━━ EXTRACTED RECORDS ━━
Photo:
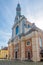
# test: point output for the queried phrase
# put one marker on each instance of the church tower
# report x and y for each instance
(18, 10)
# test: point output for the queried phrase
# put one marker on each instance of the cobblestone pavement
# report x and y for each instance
(16, 62)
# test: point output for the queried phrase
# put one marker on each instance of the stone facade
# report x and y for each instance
(27, 40)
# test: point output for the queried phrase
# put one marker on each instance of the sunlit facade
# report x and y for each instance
(27, 39)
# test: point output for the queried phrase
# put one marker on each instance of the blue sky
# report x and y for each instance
(32, 9)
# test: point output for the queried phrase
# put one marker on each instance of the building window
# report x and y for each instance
(28, 43)
(40, 42)
(17, 30)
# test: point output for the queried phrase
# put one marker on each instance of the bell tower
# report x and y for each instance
(18, 10)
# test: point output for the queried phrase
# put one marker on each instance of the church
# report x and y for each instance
(26, 42)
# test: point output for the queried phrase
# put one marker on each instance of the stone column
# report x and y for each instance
(22, 49)
(35, 48)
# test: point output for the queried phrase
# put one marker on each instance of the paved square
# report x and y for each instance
(9, 62)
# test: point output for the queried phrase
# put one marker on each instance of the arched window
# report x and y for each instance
(17, 30)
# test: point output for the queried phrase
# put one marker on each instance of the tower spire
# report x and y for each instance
(18, 9)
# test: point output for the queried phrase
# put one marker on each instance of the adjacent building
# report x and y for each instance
(4, 53)
(27, 39)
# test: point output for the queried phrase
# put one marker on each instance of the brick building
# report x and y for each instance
(27, 39)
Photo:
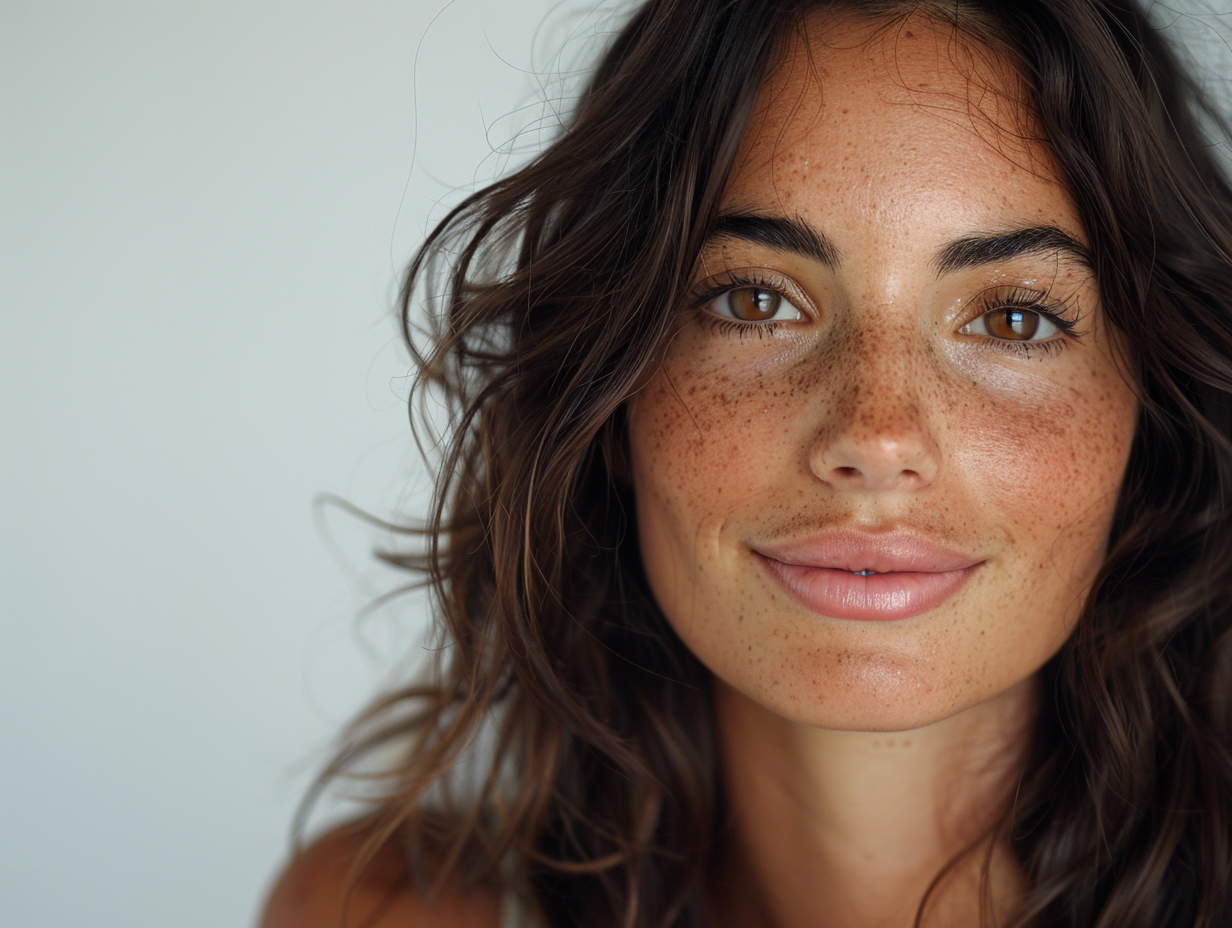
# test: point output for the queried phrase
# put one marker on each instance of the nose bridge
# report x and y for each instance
(875, 434)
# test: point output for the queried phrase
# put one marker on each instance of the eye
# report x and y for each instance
(754, 305)
(1013, 324)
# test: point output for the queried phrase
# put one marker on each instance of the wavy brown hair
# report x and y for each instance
(562, 742)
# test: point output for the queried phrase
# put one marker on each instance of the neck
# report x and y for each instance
(849, 830)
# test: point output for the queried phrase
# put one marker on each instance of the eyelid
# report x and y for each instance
(761, 277)
(1017, 296)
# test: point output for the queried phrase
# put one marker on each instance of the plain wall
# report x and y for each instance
(206, 210)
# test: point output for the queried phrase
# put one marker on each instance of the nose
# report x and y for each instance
(875, 436)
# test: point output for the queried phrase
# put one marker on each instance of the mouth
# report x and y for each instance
(867, 576)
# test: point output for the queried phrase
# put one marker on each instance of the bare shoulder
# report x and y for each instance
(311, 892)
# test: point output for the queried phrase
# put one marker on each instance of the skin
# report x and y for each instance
(861, 756)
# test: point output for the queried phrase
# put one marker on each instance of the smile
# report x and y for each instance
(867, 577)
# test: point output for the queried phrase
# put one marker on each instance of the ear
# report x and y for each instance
(614, 445)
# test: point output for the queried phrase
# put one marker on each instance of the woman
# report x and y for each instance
(835, 525)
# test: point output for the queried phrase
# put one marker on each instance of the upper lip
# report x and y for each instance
(858, 550)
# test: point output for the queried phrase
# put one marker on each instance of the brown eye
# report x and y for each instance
(1019, 324)
(753, 303)
(1013, 324)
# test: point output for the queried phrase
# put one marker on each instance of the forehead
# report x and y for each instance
(903, 123)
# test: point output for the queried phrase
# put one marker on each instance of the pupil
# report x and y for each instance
(1023, 322)
(754, 305)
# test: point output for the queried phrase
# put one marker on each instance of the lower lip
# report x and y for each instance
(880, 597)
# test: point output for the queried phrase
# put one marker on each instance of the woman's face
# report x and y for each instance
(876, 471)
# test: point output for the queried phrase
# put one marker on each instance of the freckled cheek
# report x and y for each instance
(1050, 466)
(707, 439)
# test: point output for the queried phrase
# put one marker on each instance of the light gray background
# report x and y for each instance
(206, 208)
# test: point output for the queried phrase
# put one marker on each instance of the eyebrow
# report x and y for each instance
(791, 234)
(781, 233)
(991, 248)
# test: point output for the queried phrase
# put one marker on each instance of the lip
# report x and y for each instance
(913, 573)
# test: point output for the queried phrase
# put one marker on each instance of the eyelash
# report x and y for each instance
(1031, 301)
(722, 325)
(1014, 298)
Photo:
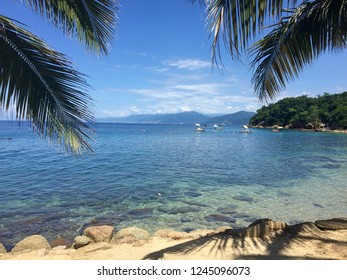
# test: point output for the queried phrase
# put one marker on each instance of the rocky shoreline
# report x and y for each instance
(328, 241)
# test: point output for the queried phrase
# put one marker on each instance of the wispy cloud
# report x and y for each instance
(172, 90)
(189, 64)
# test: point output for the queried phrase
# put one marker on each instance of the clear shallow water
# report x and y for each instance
(205, 180)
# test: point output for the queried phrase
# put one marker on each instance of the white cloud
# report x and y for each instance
(189, 64)
(172, 91)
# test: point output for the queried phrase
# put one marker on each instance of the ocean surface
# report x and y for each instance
(168, 176)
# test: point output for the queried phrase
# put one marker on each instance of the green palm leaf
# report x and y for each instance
(312, 28)
(93, 21)
(236, 22)
(44, 88)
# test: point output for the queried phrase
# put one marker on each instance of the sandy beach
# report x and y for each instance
(263, 239)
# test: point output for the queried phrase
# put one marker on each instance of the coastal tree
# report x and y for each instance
(298, 32)
(41, 84)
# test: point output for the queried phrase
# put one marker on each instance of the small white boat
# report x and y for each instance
(217, 127)
(198, 128)
(245, 129)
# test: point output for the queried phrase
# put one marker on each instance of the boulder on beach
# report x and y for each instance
━━━
## GIVEN PROBLEM
Give back each entry exactly as it appears, with no pictures.

## RESULT FOR THIS EXERCISE
Photo:
# test: point output for the queried phrase
# put one marker on each instance of the church tower
# report x and y for each instance
(18, 10)
# test: point output for the queried phrase
# put one marker on each instance of the cobblestone pavement
# report x and y for each instance
(16, 62)
# test: point output for the queried phrase
# put one marker on each instance of the stone facade
# report x and y for each instance
(27, 40)
# test: point output for the queried phrase
# put one marker on each instance of the sunlit facade
# report x and y for each instance
(27, 39)
# test: point output for the queried phrase
# put one marker on each instance of the blue sky
# report x and y for each instance
(32, 9)
# test: point output for the queried phrase
# put one marker on each instance of the building window
# report x and y for each instance
(28, 43)
(40, 42)
(17, 30)
# test: point output for the queried phrase
# put one marker on each instance of the bell tower
# report x and y for each instance
(18, 10)
# test: point output for the queried phrase
# put one marker on each instance of the church
# report x and y for each instance
(26, 42)
# test: point output for the queried phrase
# put one marker on each instance of the stone column
# report x and y for each instance
(22, 49)
(35, 48)
# test: point output for the queried phrase
# put one marker on each instance of the paved square
# report x and y for each instance
(9, 62)
# test: point output for the queried phrase
# put one marker on each instance of the arched window
# report x and y for each instance
(17, 30)
# test: point output for the queried phrase
# put one marker on each instance of the tower spire
# report x and y for each instance
(18, 9)
# test: point output for the queried phrase
# put one marker on each instance of the adjacent building
# report x and y for each instance
(4, 53)
(27, 39)
# test: point output for the queried phrase
# put one marker on each instance of the brick building
# report x and y for each instance
(27, 39)
Photo:
# test: point output for the queried phrase
# put one marker on each instance of the nose bridge
# report x and y for each instance
(875, 434)
# test: point output for the queried phrase
# put one marker on each instance of the eye
# report x and y for each instance
(754, 305)
(1013, 324)
# test: point output for the queried phrase
# put one marker on each instance of the wavy brown hair
# report x and y for each instance
(562, 742)
# test: point output for the queried phrase
# put one marker on each instance of the neck
# report x and y for each instance
(849, 830)
# test: point output for the queried phrase
# put one marker on each instance of the eyelid
# report x and y for each instance
(761, 277)
(1017, 296)
# test: point output for the queried phrase
# put one marker on each instance of the plain wall
# report x and y for each instance
(206, 210)
# test: point output for the queried phrase
# put one marker on each instance of the nose
# report x and y for each instance
(875, 436)
# test: point output for the queried phrase
# put one marker on each instance of the mouth
# report x and y for each instance
(867, 576)
# test: point output for the queried phrase
# put one marker on each instance of the bare shoulder
# report x and y for each instance
(311, 892)
# test: point output for the queried phrase
# put one marker on each instance of the skin
# report x and y for each instance
(861, 756)
# test: point output for the queried phrase
# put one marker on each instance of the smile
# report x and y for each instance
(867, 577)
# test: point output for the queried phrase
# put one marker on each instance of the ear
# report x and y for each instance
(614, 445)
# test: point output for the queried phrase
# put one marker on each instance of the woman
# report x and y for each instance
(835, 525)
# test: point output for the queried phrase
# put one marker on each instance of the upper lip
# report x and y for each instance
(858, 550)
# test: point output for the queried phrase
# put one marker on each instance of the brown eye
# report x and y for each instance
(1019, 324)
(753, 303)
(1013, 324)
# test: point output for the queried phrase
# put one marker on each instance of the forehead
# report x and y for each instance
(903, 123)
# test: point output for the queried phrase
# put one marker on each instance of the pupil
# report x and y for each instance
(1023, 322)
(754, 305)
# test: point output for the queried phrase
# put one marker on each instance of the lower lip
# report x and y for each instance
(880, 597)
# test: point output for the queried phrase
# put one marker on each instance of the woman's face
# report x and y for each instance
(876, 471)
# test: point output for the queried phrase
# put one marker on each instance of the freckled cheek
# report x and y for each instance
(1050, 466)
(707, 439)
# test: point output for the queried phrase
# put one marker on each instance of the light gray background
# report x and y for each instance
(206, 208)
# test: point output for the queried phrase
# put one marker on each instance of the eyebrow
# report x and y for each instance
(791, 234)
(781, 233)
(991, 248)
# test: point output for the queried phrase
# put one marker on each instance of the lip
# report x and y for each instance
(913, 573)
# test: point output for the queried phrase
# put one marker on each instance of the eyelash
# report x and y for each instance
(1031, 301)
(722, 325)
(1014, 298)
Photo:
# test: point output for the queried phrase
# put one marker on each instance of the rocky shoreline
# report x and y for each instance
(328, 241)
# test: point output for the queried phrase
# put one marker on each instance of the wispy cloud
# report x and y for each instance
(172, 90)
(189, 64)
# test: point output for the queried phrase
# put one marker on each instance of the clear shallow water
# report x and y for each instance
(205, 180)
# test: point output for the queried phrase
# put one marker on each instance of the white cloud
# report x and y for each instance
(189, 64)
(172, 91)
# test: point output for the queried phrase
# put one marker on each instance of the ocean surface
# report x and y for each instance
(168, 176)
# test: point output for the queried phrase
# put one marker on each instance of the green palm leaf
# report x and y for each instance
(312, 28)
(93, 21)
(236, 22)
(44, 88)
# test: point output for the queried phrase
# put one marker on each instance of the sandy beach
# report x and y for each instance
(263, 239)
# test: point output for the queried phrase
# put one marker on each instance of the coastal tree
# report x and y for each instance
(298, 32)
(41, 84)
# test: point output for the queried phrase
# put one marker on each instance of the small white boat
# report x and y for each instance
(217, 127)
(198, 128)
(245, 129)
# test: point output for the queried phrase
# put one marker on each instance of the boulder on beach
# report x and y for each instance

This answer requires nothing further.